Output the records. Match them exactly.

(Dataset records about object locations)

· · · ·

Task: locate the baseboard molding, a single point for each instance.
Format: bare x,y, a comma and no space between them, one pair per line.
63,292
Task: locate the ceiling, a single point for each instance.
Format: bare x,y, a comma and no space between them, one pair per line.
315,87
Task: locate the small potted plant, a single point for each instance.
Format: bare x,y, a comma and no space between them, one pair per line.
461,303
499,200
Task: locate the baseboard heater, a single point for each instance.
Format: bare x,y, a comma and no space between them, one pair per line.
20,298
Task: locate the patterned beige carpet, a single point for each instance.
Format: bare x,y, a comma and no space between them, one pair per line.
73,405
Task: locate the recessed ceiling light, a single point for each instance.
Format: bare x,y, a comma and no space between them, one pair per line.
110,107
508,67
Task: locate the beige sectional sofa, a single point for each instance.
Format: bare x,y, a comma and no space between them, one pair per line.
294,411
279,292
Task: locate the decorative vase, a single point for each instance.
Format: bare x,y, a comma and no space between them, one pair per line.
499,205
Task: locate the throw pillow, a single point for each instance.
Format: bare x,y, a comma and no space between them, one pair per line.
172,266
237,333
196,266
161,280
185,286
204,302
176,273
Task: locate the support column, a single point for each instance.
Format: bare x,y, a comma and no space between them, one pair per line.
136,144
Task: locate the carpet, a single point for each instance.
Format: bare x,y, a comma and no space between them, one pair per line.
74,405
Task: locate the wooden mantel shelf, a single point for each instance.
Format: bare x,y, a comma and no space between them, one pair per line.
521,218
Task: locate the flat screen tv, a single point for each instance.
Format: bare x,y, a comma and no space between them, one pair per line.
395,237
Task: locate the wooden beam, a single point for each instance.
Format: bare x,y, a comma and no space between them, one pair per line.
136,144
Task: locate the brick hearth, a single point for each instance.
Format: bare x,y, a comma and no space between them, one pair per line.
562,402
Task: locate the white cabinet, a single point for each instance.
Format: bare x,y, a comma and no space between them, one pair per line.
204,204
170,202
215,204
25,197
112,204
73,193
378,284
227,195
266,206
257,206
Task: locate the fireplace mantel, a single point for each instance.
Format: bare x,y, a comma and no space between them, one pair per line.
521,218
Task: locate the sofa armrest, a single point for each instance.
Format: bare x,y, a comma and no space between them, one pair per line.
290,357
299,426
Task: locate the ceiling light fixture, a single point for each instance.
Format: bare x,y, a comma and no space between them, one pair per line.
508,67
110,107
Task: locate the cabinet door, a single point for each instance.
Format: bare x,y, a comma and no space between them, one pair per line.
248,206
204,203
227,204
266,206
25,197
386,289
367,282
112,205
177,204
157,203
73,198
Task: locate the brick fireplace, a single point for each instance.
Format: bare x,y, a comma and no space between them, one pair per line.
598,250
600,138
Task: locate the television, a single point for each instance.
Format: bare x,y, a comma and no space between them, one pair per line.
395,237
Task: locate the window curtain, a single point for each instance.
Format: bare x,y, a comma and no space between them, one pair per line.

· · · ·

FULL ANSWER =
Task: locate the baseboard molding, a single point for each instance.
Format: bare x,y, a comma and no space between them, one pair per line.
63,292
Task: locate the ceiling, a single point for each instance.
Format: bare x,y, a comma and no space between them, one pair per line.
315,87
Task: locate the small potted plant, a single point for each instance.
Format: bare x,y, a comma and no space between them, one pair per line.
461,303
499,200
Task: locate the baseboard heater, a single point for each instance.
Format: bare x,y, a comma and no space between them, one pair per line.
20,298
Task: locate the patterned beige carpet, a single point for each instance.
Format: bare x,y, a comma and no space between them, one pair per line.
73,405
Task: locate the recessed ceiling light, a single point for each instance.
Format: bare x,y, a comma and no space between them, one pair per line.
110,107
508,67
Task: locate the beige sectional sofa, a single point for each instance.
Format: bare x,y, a comma and no space between them, one pair per line.
294,411
279,292
Task: locate the decorative vase, a single point for each instance.
Format: bare x,y, a comma and no space between them, one pair per line.
499,205
Task: locate the throw pillow, a single point for each instance.
Format: bare x,y, a comma and no space between them, one pair per line.
172,266
237,333
196,266
161,280
185,286
204,302
176,273
Task: locate the support column, a single point for each instance.
Format: bare x,y, a comma and no space between them, one pair per line.
136,144
Task: locate the carpet, a single point for each instance.
Format: bare x,y, a comma and no space between them, one pair per line.
74,405
Task: locate the wooden mantel shelf, a single point for each instance.
Format: bare x,y, a comma and no space between them, one pair per line.
521,218
Task: locate the flat screen tv, a single point for each instance.
Format: bare x,y, a comma and no space between them, one pair per line.
395,237
Task: locate the wooden beam, a single point for each instance.
Format: bare x,y, a comma and no space between them, one pair per line.
136,144
Task: locate the brick hearth, a single point for each instance.
Format: bare x,y, a comma and no space between them, one pair per line.
562,402
Task: locate the white cabinet, a single point for each instance.
Format: bare x,y, a comma and no space between them, one pair per line.
204,204
170,202
215,204
25,197
112,204
73,193
378,284
227,195
266,206
257,206
Task: locate the fireplace mantel, a single point for each instance.
Format: bare x,y, a comma and no space between them, one pair per line.
521,218
Task: locate the sofa armrest, a single point for each instance.
Format: bare x,y, a comma and no space between them, one pair per line.
290,357
299,426
Task: locate the ceiling light fixture, a single point for each instance.
Format: bare x,y, a comma and no space between them, one pair per line.
508,67
110,107
Task: locate the cabinet door, a single point for each instance.
Format: bare x,y, a comma and no space between them, one pair per line.
248,206
204,203
227,204
266,206
25,197
386,289
367,282
112,205
177,204
157,203
73,198
Task: locate the brick fireplace, a single point for each instance.
Format: bare x,y, a comma and no space between them, one pair per line.
598,250
600,138
Task: locate the television, a single point for each instance.
Format: bare x,y, a comma and no space between them, one pair per line.
395,237
Task: locate the window curtain, a single point for each instance.
Format: bare x,y, a comma and no space between them, one pair per line.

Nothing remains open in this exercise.